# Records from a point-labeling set
*-*-*
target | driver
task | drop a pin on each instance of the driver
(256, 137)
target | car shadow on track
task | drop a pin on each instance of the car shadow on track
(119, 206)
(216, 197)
*-*-*
# Problem to work on
Reproduce the data above line for line, without altering anything.

# Task response
target | driver
task | drop a pin on each instance of the driver
(256, 137)
target | car shadow on track
task | drop a pin on each instance of the car shadow on track
(119, 206)
(216, 197)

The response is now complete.